## Instructions
a. In the text about Riel, rewrite the passage between "As to Major" and "pretend to depict.", inclusive, swapping "historian" for "biographer".
b. In the text about Riel, how does the author of the Life of Governor Dufferin describe him?

## Excerpted text
In another of his books the same Adam, who, as we have seen, was an ex-officer, is bolder and less addicted to restrictions. Riel, he then affirms, was “daring, young . . ., wily as a savage, brilliant and energetic.”[152]

As to Major Boulton, his quondam prisoner and would-be victim, he deemed Riel “clever enough to make tools of every one who came in his way, not even excepting the clergy,”[153] which we doubt extremely. The author of the Life of Governor Dufferin merely calls him “a shrewd young French Canadian,”[154] whereby it is apparent that that historian was familiar with Wolseley’s error and shared it.

Note now the darkening of the picture as years go by and as this is undertaken by artists who never knew the subject, and painted him conformably to the grudges of those who had indeed been acquainted with him, but had had forcedly to bow to his superior ability. See the effect of the slanders of those he had worsted and remark the different psychical features of the man they pretend to depict.

With Miss E. L. Marsh, though still “a clever speaker,”[155] Riel descends to the rank of a “man of some ability” only. A recent writer makes him in turn “a man of some [!] education but little sense.”[156] In a still later pamphlet the same writes that Riel was “better educated and worse tempered than the majority of his people,”[157] which is, of course, very “smart.”

Another Englishman, more eloquent than truthful, says of the same: “Fluency of speech and magnetism of manner gave him ready control over his compatriots; unchecked ambition and extraordinary vanity blinded him to the folly of resisting the authority (sic) of the Dominion.”[158] If the poor man who has concocted the text-book (yea a text-book for the children of Manitoba and Ontario!) from which this is taken had not died some time ago, we would ask him to show what infinitesimal bit of “authority” the Dominion then had over what is now Manitoba, and how Riel tried to resist it. The same might also have shown us where lay the “folly” of resisting that pretended authority when the would-be “resister” got all he wanted therefrom.

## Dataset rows
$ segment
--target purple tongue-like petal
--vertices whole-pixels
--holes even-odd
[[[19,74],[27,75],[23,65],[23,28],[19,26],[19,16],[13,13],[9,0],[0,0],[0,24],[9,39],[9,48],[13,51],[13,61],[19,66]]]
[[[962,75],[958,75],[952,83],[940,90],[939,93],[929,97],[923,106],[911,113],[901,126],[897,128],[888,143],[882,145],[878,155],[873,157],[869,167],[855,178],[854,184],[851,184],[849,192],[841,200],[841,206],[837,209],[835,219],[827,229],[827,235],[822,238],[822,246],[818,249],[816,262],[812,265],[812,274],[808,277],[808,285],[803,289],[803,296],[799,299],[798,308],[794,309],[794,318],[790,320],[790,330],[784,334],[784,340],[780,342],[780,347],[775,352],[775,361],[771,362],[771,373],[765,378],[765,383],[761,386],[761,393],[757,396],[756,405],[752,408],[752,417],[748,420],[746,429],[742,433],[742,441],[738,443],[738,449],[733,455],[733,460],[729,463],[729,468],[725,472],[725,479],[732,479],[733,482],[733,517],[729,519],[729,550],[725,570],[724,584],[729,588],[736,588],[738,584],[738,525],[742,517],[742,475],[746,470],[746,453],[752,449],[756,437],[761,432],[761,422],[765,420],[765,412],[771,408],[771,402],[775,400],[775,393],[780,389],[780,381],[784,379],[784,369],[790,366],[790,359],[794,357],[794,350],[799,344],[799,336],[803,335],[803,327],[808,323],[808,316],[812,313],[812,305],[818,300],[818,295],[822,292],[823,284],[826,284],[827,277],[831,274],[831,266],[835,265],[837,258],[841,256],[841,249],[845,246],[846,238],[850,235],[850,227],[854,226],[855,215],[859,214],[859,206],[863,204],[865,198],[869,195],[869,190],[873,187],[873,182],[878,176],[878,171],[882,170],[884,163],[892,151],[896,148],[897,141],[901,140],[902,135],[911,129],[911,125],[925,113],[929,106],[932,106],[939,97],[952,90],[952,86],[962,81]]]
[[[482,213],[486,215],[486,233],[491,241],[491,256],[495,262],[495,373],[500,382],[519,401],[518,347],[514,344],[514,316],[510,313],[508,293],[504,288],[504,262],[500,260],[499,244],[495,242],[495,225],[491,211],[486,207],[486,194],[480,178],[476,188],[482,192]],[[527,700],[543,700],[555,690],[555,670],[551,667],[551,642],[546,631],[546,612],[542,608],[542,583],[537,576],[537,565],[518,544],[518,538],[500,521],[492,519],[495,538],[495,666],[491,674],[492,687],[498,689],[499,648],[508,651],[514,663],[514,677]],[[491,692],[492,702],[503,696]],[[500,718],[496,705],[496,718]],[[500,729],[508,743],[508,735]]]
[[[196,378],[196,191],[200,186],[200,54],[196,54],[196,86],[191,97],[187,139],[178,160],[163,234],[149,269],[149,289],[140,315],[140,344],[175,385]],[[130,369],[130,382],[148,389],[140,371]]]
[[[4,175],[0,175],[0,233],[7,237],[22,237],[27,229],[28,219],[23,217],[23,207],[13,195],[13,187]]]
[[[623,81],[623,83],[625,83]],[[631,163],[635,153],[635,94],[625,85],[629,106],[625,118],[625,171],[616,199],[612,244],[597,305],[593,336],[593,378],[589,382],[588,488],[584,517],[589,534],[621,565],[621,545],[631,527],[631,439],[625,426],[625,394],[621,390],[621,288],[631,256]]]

## Replies
a.
As to Major Boulton, his quondam prisoner and would-be victim, he deemed Riel “clever enough to make tools of every one who came in his way, not even excepting the clergy,”[153] which we doubt extremely. The author of the Life of Governor Dufferin merely calls him “a shrewd young French Canadian,”[154] whereby it is apparent that that biographer was familiar with Wolseley’s error and shared it.

Note now the darkening of the picture as years go by and as this is undertaken by artists who never knew the subject, and painted him conformably to the grudges of those who had indeed been acquainted with him, but had had forcedly to bow to his superior ability. See the effect of the slanders of those he had worsted and remark the different psychical features of the man they pretend to depict.

b. As "a shrewd young French Canadian."